### Work required
Continue the earnings call transcript about wafer prices and 28-nanometer demand, starting after its last line.

### Source passage
It's actually already been amortized.
Okay, I see. And is that a cash item or accounting GAAP?
It's cash.
Cash, okay. And lastly, can you comment a little bit on the low wafer price? And what does it mean to your wafer price in the coming quarters?
Well, we are seeing a low wafer price increase on 8-inch particularly from the last year to this first half of this year in the double-digit range significantly. So we start pass -- discussing with the customers about passing through those cost increase to the customer and that happened in last quarter and we will continue this practice. And so we do see that or recover some of our 8-inch ASP, but not going to be a significant way, yes.
Okay. One more, if I may. So I think your competitor, TSMC, talked about 28-nanometer utilization could decline again in 2019 before you ramp up in 2020. And they hope to fulfill their 28-nanometer fab with those AI, those new applications. So what would be your kind of mid- to long-term outlook for 28-nanometer business? What will be the new growth drivers for this business line?
Well, we -- the -- we do see some transitional product applications and the -- we see AIoT, we see the high voltage. We see those applications will continue going in -- coming into the 28. But that's more of the product trend. For UMC specifics, we are facing multiple ways to involving technology on the 28 high-k, which -- that puts UMC more in a recovery mode right now. And so once we start getting ready, from a technology standpoint, and we will start seeing new customer base in this area more fragments more than volume. So we're coming from those applications, but those customers will be more fragmented and more volume. And our current issue, the near-term issue is more of a technology readiness as -- when this continues evolving technology in the 28 high-k.
And the next one is from Sebastian Hou from CLSA.
My first question is on the -- you have a very nice rebound, or growth, of the 40 nanometer and 28 in second quarter. Can you give us some colors on what type of applications is that?
Well, currently, we still concentrate in the communication area. So the baseband, RF, those areas are still our main drivers for 28, yes.
How about 14?
14 is actually with a very limited capacity as well as the customer base. I'd rather not comment on the 14.
Okay. So can we assume that your 14, the application has been pretty much the same since the beginning?
Yes, yes.
Okay, got it.
[indiscernible].
All right. Well -- but that's good enough. So how about the outlook into third quarter? I remember, Jason, you mentioned it will be flat in -- for the quarter, but how about into the first quarter and next year? Are you confident in further grow -- to further grow this product revenue?

### Records
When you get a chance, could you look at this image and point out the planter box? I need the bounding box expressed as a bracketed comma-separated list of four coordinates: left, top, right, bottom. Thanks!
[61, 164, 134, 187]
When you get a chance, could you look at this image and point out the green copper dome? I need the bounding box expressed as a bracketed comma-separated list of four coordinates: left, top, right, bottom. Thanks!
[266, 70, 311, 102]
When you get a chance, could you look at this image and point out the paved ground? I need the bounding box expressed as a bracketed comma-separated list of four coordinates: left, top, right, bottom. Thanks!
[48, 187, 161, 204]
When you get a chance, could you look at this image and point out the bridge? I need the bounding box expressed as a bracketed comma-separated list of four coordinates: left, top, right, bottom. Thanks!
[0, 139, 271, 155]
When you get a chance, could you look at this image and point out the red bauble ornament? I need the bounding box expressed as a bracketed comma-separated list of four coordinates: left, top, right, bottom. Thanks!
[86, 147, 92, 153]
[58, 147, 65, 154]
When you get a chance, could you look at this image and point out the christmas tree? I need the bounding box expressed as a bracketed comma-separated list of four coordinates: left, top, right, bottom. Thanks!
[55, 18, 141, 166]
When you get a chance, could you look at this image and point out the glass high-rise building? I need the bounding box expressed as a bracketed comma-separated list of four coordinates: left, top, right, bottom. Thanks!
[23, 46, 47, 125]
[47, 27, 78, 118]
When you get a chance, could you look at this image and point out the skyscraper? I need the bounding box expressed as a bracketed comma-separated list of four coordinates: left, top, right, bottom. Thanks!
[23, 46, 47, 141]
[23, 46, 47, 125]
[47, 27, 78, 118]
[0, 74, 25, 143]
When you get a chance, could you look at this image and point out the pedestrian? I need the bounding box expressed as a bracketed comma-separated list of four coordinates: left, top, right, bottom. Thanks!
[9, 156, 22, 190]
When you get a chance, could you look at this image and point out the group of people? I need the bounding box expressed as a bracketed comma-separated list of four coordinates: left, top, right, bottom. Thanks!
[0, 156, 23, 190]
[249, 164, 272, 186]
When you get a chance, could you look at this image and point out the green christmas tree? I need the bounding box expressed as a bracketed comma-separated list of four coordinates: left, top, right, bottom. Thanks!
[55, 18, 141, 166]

### Task result
Well, I mean, if you look at 28 product mix situation, I think there will be a continued product migration path going. So we are expecting other application coming into 28, but we also expecting, on the product, we're migrating out of 28. So we'll continue going through that process until our 22 get ready, most likely will be in the time frame of 2019, yes. So I think we'll continue seeing the product application mix change throughout this time, yes.
Okay. So which means that it's fair to assume your 28 nanometers, although there is a nice rebound in second quarter, but will probably remain at this level for the next few quarters?
Well, that will be our goal to maintain, but it's also subject to the outlook, right? I mean, whether it's on the market or the early transition of product. So that could change. But as I said, we probably have to go through this whole process quarter-by-quarter, yes.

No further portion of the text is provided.